WHAT THE TASK ASKS: Retype the data below without altering anything.

DATA LINES:
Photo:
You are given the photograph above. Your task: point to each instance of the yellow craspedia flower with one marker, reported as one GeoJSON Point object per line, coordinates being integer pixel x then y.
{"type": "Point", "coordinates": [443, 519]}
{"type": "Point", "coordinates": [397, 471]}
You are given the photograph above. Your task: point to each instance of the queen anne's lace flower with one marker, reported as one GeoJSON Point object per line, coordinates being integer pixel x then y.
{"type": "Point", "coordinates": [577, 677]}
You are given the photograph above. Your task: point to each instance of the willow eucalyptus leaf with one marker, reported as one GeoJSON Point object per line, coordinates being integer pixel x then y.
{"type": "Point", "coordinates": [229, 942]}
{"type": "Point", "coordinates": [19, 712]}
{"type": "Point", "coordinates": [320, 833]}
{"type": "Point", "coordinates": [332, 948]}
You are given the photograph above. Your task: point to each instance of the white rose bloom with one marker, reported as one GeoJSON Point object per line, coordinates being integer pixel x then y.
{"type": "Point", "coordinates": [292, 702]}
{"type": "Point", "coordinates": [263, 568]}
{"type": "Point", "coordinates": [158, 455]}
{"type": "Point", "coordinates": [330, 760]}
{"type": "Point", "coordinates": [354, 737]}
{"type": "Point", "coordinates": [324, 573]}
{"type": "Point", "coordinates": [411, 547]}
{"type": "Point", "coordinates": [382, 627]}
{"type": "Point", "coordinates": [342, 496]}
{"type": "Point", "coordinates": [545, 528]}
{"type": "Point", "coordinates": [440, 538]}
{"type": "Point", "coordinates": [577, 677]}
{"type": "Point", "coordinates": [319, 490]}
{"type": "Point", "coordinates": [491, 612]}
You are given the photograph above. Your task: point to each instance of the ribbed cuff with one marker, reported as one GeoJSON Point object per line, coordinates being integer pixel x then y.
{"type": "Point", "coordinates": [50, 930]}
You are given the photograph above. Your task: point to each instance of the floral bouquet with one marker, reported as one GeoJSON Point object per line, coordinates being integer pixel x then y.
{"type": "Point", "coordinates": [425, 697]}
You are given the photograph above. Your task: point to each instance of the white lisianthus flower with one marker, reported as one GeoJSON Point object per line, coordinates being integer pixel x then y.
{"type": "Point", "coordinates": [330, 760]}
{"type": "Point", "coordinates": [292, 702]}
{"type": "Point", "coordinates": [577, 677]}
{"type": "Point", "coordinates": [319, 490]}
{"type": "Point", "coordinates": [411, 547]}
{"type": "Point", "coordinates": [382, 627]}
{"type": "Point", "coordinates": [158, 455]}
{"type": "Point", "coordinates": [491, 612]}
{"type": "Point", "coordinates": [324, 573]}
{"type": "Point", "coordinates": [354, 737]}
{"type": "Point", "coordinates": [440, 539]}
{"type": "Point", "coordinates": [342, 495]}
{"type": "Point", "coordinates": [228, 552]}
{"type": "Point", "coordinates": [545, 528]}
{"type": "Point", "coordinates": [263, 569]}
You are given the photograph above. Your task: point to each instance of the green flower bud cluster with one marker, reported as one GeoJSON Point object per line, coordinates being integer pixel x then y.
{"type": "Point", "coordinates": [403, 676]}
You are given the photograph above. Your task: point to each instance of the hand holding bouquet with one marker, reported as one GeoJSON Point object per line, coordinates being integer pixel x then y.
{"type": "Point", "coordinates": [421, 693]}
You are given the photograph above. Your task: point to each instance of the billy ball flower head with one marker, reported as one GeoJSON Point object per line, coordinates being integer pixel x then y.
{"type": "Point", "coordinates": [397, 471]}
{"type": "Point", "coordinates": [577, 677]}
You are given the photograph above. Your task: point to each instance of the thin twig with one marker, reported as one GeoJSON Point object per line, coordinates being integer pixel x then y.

ANSWER BELOW:
Photo:
You are given the photograph above. Your task: point to each instance of the yellow craspedia flower with one marker, reported as one GeoJSON Point object per line, coordinates being integer pixel x then y.
{"type": "Point", "coordinates": [443, 519]}
{"type": "Point", "coordinates": [397, 471]}
You are given the photograph above. Your task: point to each instance of the queen anne's lace flower with one marker, reported as one GeoJSON Point object per line, coordinates being integer pixel x then y.
{"type": "Point", "coordinates": [577, 677]}
You are given the photograph above. Your task: point to each instance of the willow eucalyptus leaf with one marker, reported as one GeoJSON Point object per line, coordinates being integer pixel x then y.
{"type": "Point", "coordinates": [229, 942]}
{"type": "Point", "coordinates": [19, 712]}
{"type": "Point", "coordinates": [320, 833]}
{"type": "Point", "coordinates": [332, 948]}
You are given the photograph above. Your task: point to each instance of the white rose bloom with one marker, reported as one GeoJSON Point object per line, coordinates being integer pixel x then y.
{"type": "Point", "coordinates": [292, 702]}
{"type": "Point", "coordinates": [263, 568]}
{"type": "Point", "coordinates": [158, 455]}
{"type": "Point", "coordinates": [330, 760]}
{"type": "Point", "coordinates": [354, 737]}
{"type": "Point", "coordinates": [324, 573]}
{"type": "Point", "coordinates": [411, 547]}
{"type": "Point", "coordinates": [382, 627]}
{"type": "Point", "coordinates": [342, 496]}
{"type": "Point", "coordinates": [545, 528]}
{"type": "Point", "coordinates": [440, 538]}
{"type": "Point", "coordinates": [577, 677]}
{"type": "Point", "coordinates": [319, 490]}
{"type": "Point", "coordinates": [491, 612]}
You are given the photograph above. Your task: point to each instance of the ribbed cuff with one marker, reported as one GeoJSON Point object per line, coordinates being integer pixel x then y.
{"type": "Point", "coordinates": [50, 930]}
You are given the photograph above. Your task: point to each instance of the floral bouquet with one marker, reported as one GeoJSON Point object per line, coordinates being integer pixel x then y.
{"type": "Point", "coordinates": [425, 697]}
You are given the photograph above. Your task: point to each instance of the white lisianthus flower with one marker, reported as one GeoJSON Point object per line, coordinates being integer pixel x then y.
{"type": "Point", "coordinates": [330, 760]}
{"type": "Point", "coordinates": [292, 702]}
{"type": "Point", "coordinates": [577, 677]}
{"type": "Point", "coordinates": [319, 490]}
{"type": "Point", "coordinates": [411, 547]}
{"type": "Point", "coordinates": [382, 627]}
{"type": "Point", "coordinates": [158, 455]}
{"type": "Point", "coordinates": [491, 612]}
{"type": "Point", "coordinates": [324, 573]}
{"type": "Point", "coordinates": [354, 737]}
{"type": "Point", "coordinates": [440, 539]}
{"type": "Point", "coordinates": [342, 495]}
{"type": "Point", "coordinates": [228, 552]}
{"type": "Point", "coordinates": [545, 528]}
{"type": "Point", "coordinates": [263, 569]}
You are given the photograph above. Your task: point to each instance of the green flower bud cluster with one marker, reported as one GeoJSON Point object per line, coordinates being integer pixel x then y.
{"type": "Point", "coordinates": [403, 676]}
You are given the photograph above. Your task: point to each instance of the hand holding bouquet with one marker, reported as one GeoJSON Point object per line, coordinates being integer pixel x then y.
{"type": "Point", "coordinates": [421, 693]}
You are given the photograph above. Your task: point to each instance of the billy ball flower head with one marker, reported as one GeoJSON Point object per line, coordinates being integer pixel x then y.
{"type": "Point", "coordinates": [397, 471]}
{"type": "Point", "coordinates": [577, 677]}
You are given the photograph above. Your task: point to each instance of the thin twig with one marker, reported as one GeoJSON Point object per line, coordinates being integer pixel x then y.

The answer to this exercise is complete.